#### [Problem to solve]
From the first line to the last, copy the material exactly and leave the pictures out.

#### [Data for processing]
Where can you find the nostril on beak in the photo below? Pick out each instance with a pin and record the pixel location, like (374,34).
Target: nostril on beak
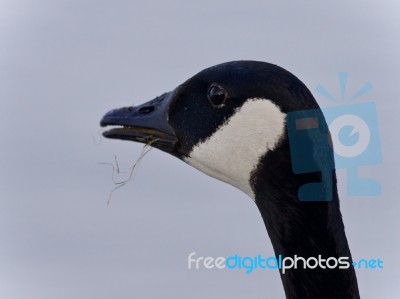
(146,110)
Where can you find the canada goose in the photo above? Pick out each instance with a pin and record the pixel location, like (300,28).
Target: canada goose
(229,121)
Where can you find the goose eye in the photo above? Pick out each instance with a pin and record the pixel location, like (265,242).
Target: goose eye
(217,95)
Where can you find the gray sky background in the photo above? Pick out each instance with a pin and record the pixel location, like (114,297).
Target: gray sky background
(63,64)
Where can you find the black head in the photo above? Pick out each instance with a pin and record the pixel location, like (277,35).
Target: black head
(177,121)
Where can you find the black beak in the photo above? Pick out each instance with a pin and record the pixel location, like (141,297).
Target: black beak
(147,123)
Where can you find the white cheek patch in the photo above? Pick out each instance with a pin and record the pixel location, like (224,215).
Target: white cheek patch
(235,149)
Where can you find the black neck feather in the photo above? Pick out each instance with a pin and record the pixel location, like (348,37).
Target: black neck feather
(305,229)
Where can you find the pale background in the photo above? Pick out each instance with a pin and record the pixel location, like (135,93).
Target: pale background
(63,64)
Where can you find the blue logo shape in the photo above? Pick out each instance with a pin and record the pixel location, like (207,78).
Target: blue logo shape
(345,134)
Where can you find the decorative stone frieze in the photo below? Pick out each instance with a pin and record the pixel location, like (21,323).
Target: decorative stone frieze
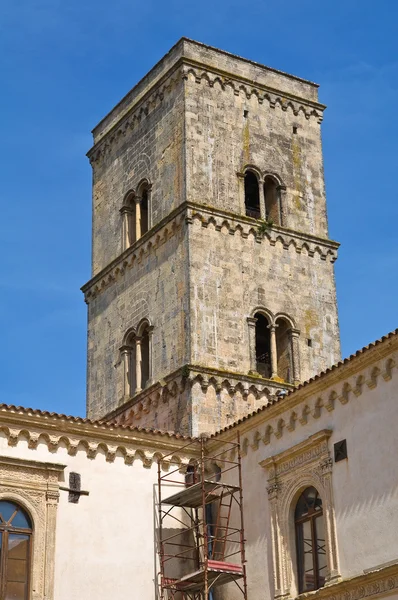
(130,444)
(219,396)
(264,94)
(189,213)
(185,69)
(302,412)
(306,464)
(35,485)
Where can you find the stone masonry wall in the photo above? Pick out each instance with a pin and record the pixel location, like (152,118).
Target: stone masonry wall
(191,127)
(221,142)
(232,275)
(153,286)
(151,147)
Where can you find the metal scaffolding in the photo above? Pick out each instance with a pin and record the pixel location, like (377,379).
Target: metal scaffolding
(201,542)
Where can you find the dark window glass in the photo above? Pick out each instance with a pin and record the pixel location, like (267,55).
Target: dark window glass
(15,540)
(310,541)
(252,196)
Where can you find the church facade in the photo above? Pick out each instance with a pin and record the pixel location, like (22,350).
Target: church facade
(227,453)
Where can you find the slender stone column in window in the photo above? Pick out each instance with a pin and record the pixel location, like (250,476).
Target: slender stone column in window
(294,336)
(126,213)
(251,321)
(125,352)
(138,365)
(263,212)
(137,219)
(281,191)
(274,357)
(241,192)
(150,366)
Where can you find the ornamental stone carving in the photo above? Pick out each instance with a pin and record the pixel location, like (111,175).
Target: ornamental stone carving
(34,485)
(306,464)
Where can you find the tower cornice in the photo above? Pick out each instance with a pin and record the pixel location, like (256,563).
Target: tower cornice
(188,213)
(143,98)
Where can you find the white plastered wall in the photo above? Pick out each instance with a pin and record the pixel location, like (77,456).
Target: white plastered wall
(104,544)
(365,486)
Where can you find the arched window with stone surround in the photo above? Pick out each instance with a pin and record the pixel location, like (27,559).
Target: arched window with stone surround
(128,212)
(252,195)
(272,201)
(15,551)
(273,342)
(143,202)
(310,541)
(135,213)
(145,354)
(263,346)
(136,354)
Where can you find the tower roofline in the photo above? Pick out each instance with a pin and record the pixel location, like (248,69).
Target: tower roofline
(188,50)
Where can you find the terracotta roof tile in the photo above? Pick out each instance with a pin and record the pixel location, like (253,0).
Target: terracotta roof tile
(311,380)
(86,421)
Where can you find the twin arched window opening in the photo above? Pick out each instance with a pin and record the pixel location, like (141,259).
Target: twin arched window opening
(263,198)
(15,551)
(135,214)
(137,360)
(310,541)
(274,348)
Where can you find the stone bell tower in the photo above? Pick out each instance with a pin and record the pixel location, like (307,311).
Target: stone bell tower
(212,284)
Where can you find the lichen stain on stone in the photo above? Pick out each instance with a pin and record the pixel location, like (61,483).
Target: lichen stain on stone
(246,142)
(297,173)
(310,320)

#### [Result for this task]
Where can you find the nostril on beak in the photo below? Pick out each instance with a pin and record the pixel location, like (374,34).
Target: nostril on beak
(146,110)
Where can you find the canada goose in the photo above? Pick out each instance with a pin and record the pixel location, like (300,28).
Target: canada goose
(229,121)
Where can you find the goose eye in the photo above? Pick out each instance with a pin and record the pixel location, like (265,242).
Target: goose eye
(217,95)
Where can you find the gray sky background in the photo above? Pick out each instance with a pin and record the pixel location, like (114,297).
Target: gray sky background
(63,64)
Where can you find the black head in the photo above? Pick out each instance with a pin and record the pixel location, like (277,35).
Target: black head
(177,121)
Where can you find the black beak in the photo above? Pick out each instance with a pin and record the pixel location, like (141,297).
Target: black beak
(147,123)
Where can you find the white cheek patch in the photo above? Pick out each instance with a pin and record the pixel location, like (224,215).
Target: white cheek patch
(235,149)
Where can you find the black neck feather in the photo above? Pick out each instance with a pin and record the pixel location, like (348,37).
Target: black neck feather
(305,229)
Where can you find the pale background in the photo above? Pick out each instance with a pin and record the pixel location, like (135,93).
Target: pale background
(63,64)
Where can you find the blue logo shape in the photo above? Pick out each instance with a pin and record the pixel location, like (207,78).
Target: blue logo shape
(345,134)
Where can you find the decorative stone frieze in the photo below? Pick out each instance with a pin and record the pixel location, like (21,323).
Target: decorative stone frieze
(130,444)
(219,396)
(264,94)
(189,213)
(185,69)
(302,412)
(306,464)
(35,485)
Where can you find the stone masonry wall in the photo above? Pick out each instance with a pin and record the pixel location, like (152,118).
Target: stone masonry wall
(191,127)
(221,142)
(232,275)
(153,286)
(151,147)
Where can you find the metal scaffolding in the photo above? Pick out each instance with a pin and record the pixel location, like (377,379).
Target: metal scaffolding
(201,542)
Where can you find the dark window glass in the photo above? Pick out each instance with a pin and record the pixel location, like (267,55).
Target: dark window glass
(15,540)
(310,541)
(252,196)
Where can you find the church facade in the photo above? Pick out each instance with a pin and record the pixel location, like (22,350).
Target: church facade
(227,453)
Where can you find the slender stone column in window in the photo above? Pick out each instance with a pin and record the pixel location, like (250,476).
Target: slender stone column in window
(294,336)
(126,213)
(251,321)
(125,352)
(138,365)
(263,212)
(137,219)
(281,191)
(274,357)
(241,192)
(150,366)
Where can you find the ornamental stone carving in the photo above? Pick out each instance with a pin and record the pixel location, like (111,175).
Target: ornamental stone carving
(34,485)
(306,464)
Where can you find the tower cornice in the photo above? Pick out each instance with a pin and record the pixel location, like (256,563).
Target: tower cornice
(188,213)
(143,98)
Where can you find the white plastered wall in the photo above? Pick out each instance with a pin and record the pixel location, like (77,456).
Target: white plastered wall
(104,544)
(365,486)
Where can you find the arched window with stone surround in the photo above? Pick out each instance with a pin and record the pixel location, like (27,559).
Target: arched window with stone surround
(128,212)
(252,195)
(272,201)
(15,551)
(273,342)
(143,202)
(310,541)
(135,213)
(145,354)
(263,346)
(136,354)
Where can you find the tower roofline in the photo above? Pick out each instance with a pin and record the pixel location, like (248,69).
Target: tower roofline
(188,50)
Where can you find the terracotta roof tile in the photo above? Pick out each instance with a pin and record the pixel location, like (253,0).
Target: terracotta roof tile
(311,380)
(86,421)
Where can you find the twin arched window opening in the photo above? Pick out each instance with a pin and record the pixel location, like (141,259).
Target: twin arched window opening
(263,198)
(15,551)
(135,214)
(137,360)
(310,541)
(274,348)
Where can you find the stone bell tower in the photo above? Pick out each instance with a pin and record the pixel location, like (307,311).
Target: stone bell tower
(212,284)
Where can you find the lichen stain on stone in the photo above? Pick out each instance with a pin and record the pixel location, like (61,483).
Target: lichen stain on stone
(246,142)
(297,173)
(310,320)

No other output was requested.